** Opening Text excerpt block **

In March 2000, the company acquired Mitotix, a United States biotechnology firm located in Cambridge, Massachusetts. This acquisition has led to the company having ~50% of its employees based in the United States and the remaining 50% in Germany. Further, the acquisition of Mitotix provided convenient proximity to GPC's long term and continuing collaboration with ALTANA Pharma AG and the ALTANA Research Institute, located in Waltham, Massachusetts.

In November 2009, Agennix AG acquired GPC Biotech [2].

In 2013 Agennix AG went into liquidation.

https://en.wikipedia.org/wiki/GPC_Biotech

About Altana - and how retail got screwed...

Altana's roots go back to 1873, when Heinrich Byk founded the chemicals factory Dr. Heinrich Byk Chemische Fabrik in Oranienburg. The company grew, and in 1931 it was renamed BYK-Gulden Lomberg. In 1941 majority control of the company was acquired by AFA (Akkumulatoren-Fabrik AG) which was renamed VARTA in 1962. In 1977 VARTA was split into three companies, one of which was Altana.[7]

From 1977 to 2010, Altana was publicly traded on the Frankfurt Stock Exchange. Altana was also admitted to trading on the New York Stock Exchange from 2002 to 2007.

On December 19, 2006 the majority of shareholders voted to approve the sale of the pharmaceuticals division to the Danish company Nycomed. Nycomed is owned by an investment consortium led by Nordic Capital and Credit Suisse. With the sale of the pharmaceuticals division, headquartered in Konstanz, Germany, Altana lost a major pillar of its business. At that time, 9,000 of the company’s 13,500 employees were working for Altana in the pharmaceuticals sector, generating two-thirds of the company’s total revenue. And indeed, the balance-sheet revenues fell by around 60 percent in 2006, but gained over six percent in 2007.

The patent for pantaprazole, the main revenue-generator for the former pharmaceuticals division, expired in 2009/2010. While the Altana Management Board justified the divestiture of the pharmaceutical business with delays in the approval of new products, increased research and development costs as well as strict regulatory requirements in the US and Europe, shareholder activists asserted that the Management Board had invested too little in the pharmaceutical business in the preceding years and had failed to develop successor products in time to compensate for the revenue losses to be expected due to the expiry of the pantaprazole patent at the end of the decade.

** Closing Text excerpt block **

• _Prompt A_
List every year mentioned in the paragraph of the company-history text that begins "Altana's roots go back to 1873".
• _Prompt B_
According to the company-history text, how many of Altana's employees worked in the pharmaceuticals sector when the sale of that division was approved?
• _Prompt C_
Continue the company-history text from the point where it stops.

** Opening Given records block **

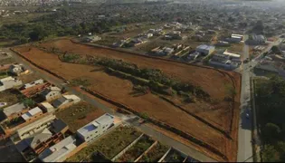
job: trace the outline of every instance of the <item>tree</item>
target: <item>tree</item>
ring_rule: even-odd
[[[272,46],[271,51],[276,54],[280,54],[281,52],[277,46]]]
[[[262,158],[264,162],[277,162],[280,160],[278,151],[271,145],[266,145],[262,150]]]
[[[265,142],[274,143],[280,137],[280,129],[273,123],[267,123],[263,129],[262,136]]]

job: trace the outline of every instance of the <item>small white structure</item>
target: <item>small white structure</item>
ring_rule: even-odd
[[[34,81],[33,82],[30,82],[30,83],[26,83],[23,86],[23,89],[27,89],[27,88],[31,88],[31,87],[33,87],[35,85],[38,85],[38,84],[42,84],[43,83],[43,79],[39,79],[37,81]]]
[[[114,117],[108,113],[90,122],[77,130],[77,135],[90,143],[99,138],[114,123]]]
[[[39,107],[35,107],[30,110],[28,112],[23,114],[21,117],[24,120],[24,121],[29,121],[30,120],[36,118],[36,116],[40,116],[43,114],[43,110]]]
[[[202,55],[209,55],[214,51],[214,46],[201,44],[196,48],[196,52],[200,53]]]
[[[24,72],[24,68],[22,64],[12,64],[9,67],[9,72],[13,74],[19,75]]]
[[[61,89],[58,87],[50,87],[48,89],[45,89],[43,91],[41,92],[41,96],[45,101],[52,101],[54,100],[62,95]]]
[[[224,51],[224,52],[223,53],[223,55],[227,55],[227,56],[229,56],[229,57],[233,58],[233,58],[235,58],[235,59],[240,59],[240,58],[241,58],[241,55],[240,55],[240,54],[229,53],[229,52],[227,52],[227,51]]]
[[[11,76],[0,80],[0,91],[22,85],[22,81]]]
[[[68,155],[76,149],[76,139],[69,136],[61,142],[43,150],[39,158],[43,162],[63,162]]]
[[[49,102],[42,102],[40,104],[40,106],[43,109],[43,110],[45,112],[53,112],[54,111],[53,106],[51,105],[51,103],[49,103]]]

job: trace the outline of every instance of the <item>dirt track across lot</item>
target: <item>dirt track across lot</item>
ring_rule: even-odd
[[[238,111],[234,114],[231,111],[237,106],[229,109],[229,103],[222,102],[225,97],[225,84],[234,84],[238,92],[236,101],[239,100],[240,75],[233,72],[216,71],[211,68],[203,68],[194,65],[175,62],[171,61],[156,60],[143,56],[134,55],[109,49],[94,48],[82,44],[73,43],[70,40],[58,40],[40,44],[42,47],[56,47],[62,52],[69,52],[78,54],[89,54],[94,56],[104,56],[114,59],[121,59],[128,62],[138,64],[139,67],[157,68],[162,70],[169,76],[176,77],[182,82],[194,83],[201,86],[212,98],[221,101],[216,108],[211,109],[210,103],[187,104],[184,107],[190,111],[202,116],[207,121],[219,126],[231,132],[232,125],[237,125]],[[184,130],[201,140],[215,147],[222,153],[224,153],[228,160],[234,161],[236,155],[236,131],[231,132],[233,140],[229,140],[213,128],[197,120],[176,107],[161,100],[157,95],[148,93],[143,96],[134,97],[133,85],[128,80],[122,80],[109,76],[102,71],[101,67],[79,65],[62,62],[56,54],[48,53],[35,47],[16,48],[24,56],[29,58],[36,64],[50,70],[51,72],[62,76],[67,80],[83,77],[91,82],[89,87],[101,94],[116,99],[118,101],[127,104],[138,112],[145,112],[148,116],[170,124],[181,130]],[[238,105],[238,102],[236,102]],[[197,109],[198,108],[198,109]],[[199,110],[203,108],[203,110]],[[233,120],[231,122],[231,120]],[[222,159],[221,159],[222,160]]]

** Closing Given records block **
** Opening Given records block **

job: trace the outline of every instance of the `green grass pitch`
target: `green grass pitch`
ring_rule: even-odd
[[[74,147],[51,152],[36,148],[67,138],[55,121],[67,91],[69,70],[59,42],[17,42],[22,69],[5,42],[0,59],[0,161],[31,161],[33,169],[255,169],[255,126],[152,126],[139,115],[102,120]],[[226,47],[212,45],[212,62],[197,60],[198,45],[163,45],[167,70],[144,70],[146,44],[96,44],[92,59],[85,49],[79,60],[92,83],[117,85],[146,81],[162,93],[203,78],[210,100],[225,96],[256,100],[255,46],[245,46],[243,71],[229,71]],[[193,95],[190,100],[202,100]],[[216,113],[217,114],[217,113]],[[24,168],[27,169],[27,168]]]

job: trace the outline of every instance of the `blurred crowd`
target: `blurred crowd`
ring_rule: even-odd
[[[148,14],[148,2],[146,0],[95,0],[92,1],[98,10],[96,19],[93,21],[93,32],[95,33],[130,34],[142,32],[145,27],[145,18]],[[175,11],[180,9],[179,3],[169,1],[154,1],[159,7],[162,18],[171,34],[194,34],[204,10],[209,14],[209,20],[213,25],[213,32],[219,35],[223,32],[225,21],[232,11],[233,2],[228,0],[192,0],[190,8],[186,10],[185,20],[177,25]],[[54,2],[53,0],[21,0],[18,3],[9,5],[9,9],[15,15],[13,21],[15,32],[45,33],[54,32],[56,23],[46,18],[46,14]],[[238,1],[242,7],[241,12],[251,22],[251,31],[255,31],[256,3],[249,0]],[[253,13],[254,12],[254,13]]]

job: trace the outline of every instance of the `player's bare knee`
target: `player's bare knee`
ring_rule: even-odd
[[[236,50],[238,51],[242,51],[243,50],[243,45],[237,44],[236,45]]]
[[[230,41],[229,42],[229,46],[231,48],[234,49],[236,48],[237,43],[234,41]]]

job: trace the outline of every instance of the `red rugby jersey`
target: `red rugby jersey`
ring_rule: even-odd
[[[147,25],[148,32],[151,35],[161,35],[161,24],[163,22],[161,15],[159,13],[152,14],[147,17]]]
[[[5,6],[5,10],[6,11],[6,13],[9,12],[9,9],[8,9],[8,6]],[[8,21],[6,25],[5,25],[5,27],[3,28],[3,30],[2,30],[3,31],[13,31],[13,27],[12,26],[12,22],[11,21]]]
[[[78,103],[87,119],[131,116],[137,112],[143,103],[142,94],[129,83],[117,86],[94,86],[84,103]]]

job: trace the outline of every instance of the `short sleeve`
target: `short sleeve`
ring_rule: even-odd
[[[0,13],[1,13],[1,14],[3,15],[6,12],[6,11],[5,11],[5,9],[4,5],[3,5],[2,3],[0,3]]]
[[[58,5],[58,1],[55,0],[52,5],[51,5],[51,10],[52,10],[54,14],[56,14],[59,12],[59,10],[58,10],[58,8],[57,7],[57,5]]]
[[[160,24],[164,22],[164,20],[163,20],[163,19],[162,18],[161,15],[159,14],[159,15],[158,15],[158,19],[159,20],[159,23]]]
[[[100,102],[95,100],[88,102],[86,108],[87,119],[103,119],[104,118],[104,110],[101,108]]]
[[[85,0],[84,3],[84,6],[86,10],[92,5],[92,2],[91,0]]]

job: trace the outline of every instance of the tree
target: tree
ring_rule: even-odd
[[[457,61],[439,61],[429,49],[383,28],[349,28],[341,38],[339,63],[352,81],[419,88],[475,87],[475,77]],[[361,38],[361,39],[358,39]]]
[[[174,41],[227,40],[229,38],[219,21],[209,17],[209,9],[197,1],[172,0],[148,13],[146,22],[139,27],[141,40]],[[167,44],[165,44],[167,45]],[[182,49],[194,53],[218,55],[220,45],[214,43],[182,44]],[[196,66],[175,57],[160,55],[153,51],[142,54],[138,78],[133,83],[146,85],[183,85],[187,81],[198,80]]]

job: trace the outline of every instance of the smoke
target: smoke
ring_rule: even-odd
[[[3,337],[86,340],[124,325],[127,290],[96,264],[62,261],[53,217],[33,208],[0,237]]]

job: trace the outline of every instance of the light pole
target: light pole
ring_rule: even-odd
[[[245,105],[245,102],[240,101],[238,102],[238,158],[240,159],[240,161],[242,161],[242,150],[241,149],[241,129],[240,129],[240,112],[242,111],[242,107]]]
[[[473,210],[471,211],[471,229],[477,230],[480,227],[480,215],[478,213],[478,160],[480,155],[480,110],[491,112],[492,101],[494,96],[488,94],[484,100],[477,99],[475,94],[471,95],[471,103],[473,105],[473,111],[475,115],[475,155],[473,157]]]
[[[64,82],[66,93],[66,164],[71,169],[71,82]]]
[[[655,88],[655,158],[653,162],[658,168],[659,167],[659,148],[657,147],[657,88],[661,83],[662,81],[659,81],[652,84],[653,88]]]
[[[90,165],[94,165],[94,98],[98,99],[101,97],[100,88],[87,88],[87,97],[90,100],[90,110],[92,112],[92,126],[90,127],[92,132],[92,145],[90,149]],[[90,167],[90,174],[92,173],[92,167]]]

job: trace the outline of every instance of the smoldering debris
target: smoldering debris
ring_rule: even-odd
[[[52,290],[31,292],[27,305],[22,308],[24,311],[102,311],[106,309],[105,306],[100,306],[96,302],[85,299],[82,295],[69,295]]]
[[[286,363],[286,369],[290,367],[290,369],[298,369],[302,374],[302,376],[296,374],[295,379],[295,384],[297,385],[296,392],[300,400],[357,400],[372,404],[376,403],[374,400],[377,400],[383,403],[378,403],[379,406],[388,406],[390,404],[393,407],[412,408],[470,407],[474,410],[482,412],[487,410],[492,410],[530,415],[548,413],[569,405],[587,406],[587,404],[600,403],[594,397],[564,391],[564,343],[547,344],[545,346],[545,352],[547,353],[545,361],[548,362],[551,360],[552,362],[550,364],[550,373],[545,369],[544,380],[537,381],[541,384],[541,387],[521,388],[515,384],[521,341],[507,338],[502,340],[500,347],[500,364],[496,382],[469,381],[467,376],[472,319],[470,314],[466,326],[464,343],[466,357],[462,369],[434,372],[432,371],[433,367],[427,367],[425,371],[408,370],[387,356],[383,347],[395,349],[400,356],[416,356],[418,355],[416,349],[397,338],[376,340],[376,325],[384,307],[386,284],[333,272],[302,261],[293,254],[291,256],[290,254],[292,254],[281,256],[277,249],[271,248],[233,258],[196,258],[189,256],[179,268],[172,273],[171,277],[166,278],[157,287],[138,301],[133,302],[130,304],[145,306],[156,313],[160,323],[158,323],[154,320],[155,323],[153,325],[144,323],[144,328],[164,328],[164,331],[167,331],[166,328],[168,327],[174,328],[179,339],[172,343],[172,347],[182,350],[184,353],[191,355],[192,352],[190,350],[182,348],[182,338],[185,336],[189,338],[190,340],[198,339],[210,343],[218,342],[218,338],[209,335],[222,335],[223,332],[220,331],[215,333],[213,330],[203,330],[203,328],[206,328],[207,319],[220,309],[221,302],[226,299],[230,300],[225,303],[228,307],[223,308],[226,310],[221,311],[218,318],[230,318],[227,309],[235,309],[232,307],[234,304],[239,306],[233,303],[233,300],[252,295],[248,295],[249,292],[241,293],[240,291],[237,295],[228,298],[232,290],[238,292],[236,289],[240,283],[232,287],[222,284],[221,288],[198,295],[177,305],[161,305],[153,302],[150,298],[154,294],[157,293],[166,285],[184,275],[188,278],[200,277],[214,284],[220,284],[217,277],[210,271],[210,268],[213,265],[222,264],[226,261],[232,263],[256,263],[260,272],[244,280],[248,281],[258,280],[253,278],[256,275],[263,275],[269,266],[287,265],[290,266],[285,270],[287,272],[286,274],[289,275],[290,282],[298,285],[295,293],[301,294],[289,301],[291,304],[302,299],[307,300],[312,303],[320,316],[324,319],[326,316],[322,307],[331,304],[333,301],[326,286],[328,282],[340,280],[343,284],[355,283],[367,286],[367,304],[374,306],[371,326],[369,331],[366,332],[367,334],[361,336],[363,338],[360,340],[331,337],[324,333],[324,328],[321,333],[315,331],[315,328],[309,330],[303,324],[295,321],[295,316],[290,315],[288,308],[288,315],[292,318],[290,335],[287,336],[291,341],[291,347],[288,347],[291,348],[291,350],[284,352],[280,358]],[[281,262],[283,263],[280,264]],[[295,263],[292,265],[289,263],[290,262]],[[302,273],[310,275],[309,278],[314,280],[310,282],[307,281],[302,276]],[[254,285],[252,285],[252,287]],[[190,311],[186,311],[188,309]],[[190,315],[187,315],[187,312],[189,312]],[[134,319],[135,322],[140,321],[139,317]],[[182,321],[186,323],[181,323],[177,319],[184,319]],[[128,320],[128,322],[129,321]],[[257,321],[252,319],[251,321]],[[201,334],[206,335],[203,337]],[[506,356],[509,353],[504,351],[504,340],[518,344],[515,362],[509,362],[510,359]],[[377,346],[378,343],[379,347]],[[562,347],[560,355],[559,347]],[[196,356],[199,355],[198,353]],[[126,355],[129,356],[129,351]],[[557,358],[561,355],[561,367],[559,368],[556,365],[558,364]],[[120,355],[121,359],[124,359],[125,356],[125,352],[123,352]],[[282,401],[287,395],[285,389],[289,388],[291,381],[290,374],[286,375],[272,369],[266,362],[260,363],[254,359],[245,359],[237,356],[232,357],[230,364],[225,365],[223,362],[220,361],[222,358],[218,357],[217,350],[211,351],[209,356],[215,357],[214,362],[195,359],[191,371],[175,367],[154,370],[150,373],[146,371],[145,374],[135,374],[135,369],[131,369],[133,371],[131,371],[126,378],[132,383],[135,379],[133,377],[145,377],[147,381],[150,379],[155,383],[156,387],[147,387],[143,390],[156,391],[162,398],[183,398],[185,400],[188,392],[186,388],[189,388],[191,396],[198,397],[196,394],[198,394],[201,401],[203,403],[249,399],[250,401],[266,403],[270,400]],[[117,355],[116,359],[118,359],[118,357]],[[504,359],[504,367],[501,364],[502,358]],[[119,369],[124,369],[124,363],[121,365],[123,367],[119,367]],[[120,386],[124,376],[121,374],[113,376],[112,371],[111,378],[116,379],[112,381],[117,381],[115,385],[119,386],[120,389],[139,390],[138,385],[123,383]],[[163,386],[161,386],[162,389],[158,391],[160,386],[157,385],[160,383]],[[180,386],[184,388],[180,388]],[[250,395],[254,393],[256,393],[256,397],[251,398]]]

** Closing Given records block **

• _Exercise response A_
1873, 1931, 1941, 1962, 1977

• _Exercise response B_
9,000 of the company's 13,500 employees.

• _Exercise response C_
The pharmaceuticals division was sold for €4.6 billion. The entire proceeds from the sale were disbursed to the shareholders, who received a special dividend of €33 per share. Critics expressed discontent that the main shareholder benefited most from the sale of the pharmaceuticals division.

Until January 1, 2007, the company was organized into the pharmaceuticals division Altana Pharma AG, formerly Byk Gulden Lomberg Chemische Fabrik, headquartered in Konstanz, and the specialty chemicals division Altana Chemie AG based in Wesel. Since the sale of the pharmaceutical business to Nycomed, Altana has been operating exclusively in the specialty chemicals segment. This restructuring was accompanied by a change in the company logo, which was unified across all subsidiaries.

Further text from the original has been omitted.